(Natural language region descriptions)

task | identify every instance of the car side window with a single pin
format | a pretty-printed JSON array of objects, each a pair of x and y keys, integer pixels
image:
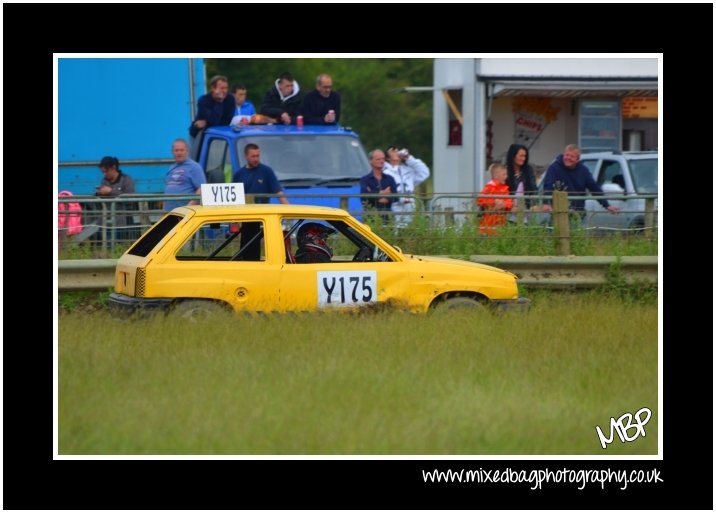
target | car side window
[
  {"x": 240, "y": 240},
  {"x": 610, "y": 172},
  {"x": 216, "y": 161},
  {"x": 327, "y": 241}
]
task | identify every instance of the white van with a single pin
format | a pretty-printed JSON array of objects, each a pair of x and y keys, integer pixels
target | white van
[{"x": 624, "y": 174}]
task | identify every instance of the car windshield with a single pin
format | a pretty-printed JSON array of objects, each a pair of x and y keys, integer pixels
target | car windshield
[
  {"x": 310, "y": 157},
  {"x": 644, "y": 175}
]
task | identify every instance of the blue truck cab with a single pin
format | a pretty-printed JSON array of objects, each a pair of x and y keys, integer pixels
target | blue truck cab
[{"x": 311, "y": 160}]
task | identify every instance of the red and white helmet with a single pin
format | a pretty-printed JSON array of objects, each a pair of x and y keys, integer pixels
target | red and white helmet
[{"x": 311, "y": 238}]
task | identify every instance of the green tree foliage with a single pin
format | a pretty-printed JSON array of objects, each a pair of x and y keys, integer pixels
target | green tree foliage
[{"x": 371, "y": 102}]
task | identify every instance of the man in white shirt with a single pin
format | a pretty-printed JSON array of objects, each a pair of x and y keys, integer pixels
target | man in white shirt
[{"x": 408, "y": 172}]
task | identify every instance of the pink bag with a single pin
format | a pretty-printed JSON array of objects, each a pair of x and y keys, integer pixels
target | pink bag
[{"x": 70, "y": 217}]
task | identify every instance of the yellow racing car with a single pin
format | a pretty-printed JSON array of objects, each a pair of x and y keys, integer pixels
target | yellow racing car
[{"x": 288, "y": 258}]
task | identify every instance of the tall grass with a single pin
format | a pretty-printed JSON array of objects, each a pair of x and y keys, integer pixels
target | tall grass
[{"x": 382, "y": 383}]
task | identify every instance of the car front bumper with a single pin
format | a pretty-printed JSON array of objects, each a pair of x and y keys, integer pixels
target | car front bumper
[
  {"x": 519, "y": 304},
  {"x": 124, "y": 306}
]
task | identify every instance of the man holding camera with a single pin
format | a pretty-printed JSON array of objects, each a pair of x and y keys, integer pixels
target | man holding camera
[{"x": 408, "y": 172}]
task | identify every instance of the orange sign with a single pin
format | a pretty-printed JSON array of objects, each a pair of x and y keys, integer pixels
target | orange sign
[{"x": 640, "y": 107}]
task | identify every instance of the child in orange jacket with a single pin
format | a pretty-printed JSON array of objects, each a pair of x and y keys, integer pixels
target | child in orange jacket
[{"x": 494, "y": 209}]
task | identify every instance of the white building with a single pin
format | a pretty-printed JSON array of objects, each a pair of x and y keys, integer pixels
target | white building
[{"x": 482, "y": 106}]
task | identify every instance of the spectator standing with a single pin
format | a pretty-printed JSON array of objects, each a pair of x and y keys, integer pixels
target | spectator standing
[
  {"x": 114, "y": 183},
  {"x": 244, "y": 108},
  {"x": 566, "y": 173},
  {"x": 215, "y": 108},
  {"x": 377, "y": 182},
  {"x": 283, "y": 101},
  {"x": 408, "y": 172},
  {"x": 494, "y": 209},
  {"x": 520, "y": 176},
  {"x": 257, "y": 178},
  {"x": 184, "y": 176},
  {"x": 323, "y": 105}
]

**Task instructions:**
Given the records above, reproduce precisely and only the lines between the line holding "task | identify every instance of the white building" and the line holding "task | identify every instance of the spectator", inclusive.

**Response:**
task | identify every instance of the white building with a single pin
format | a pretty-printed JSON array of objects, each a pair of x and y keys, integer pixels
target | white building
[{"x": 482, "y": 106}]
task | identify every instance of the spectator standing with a single pin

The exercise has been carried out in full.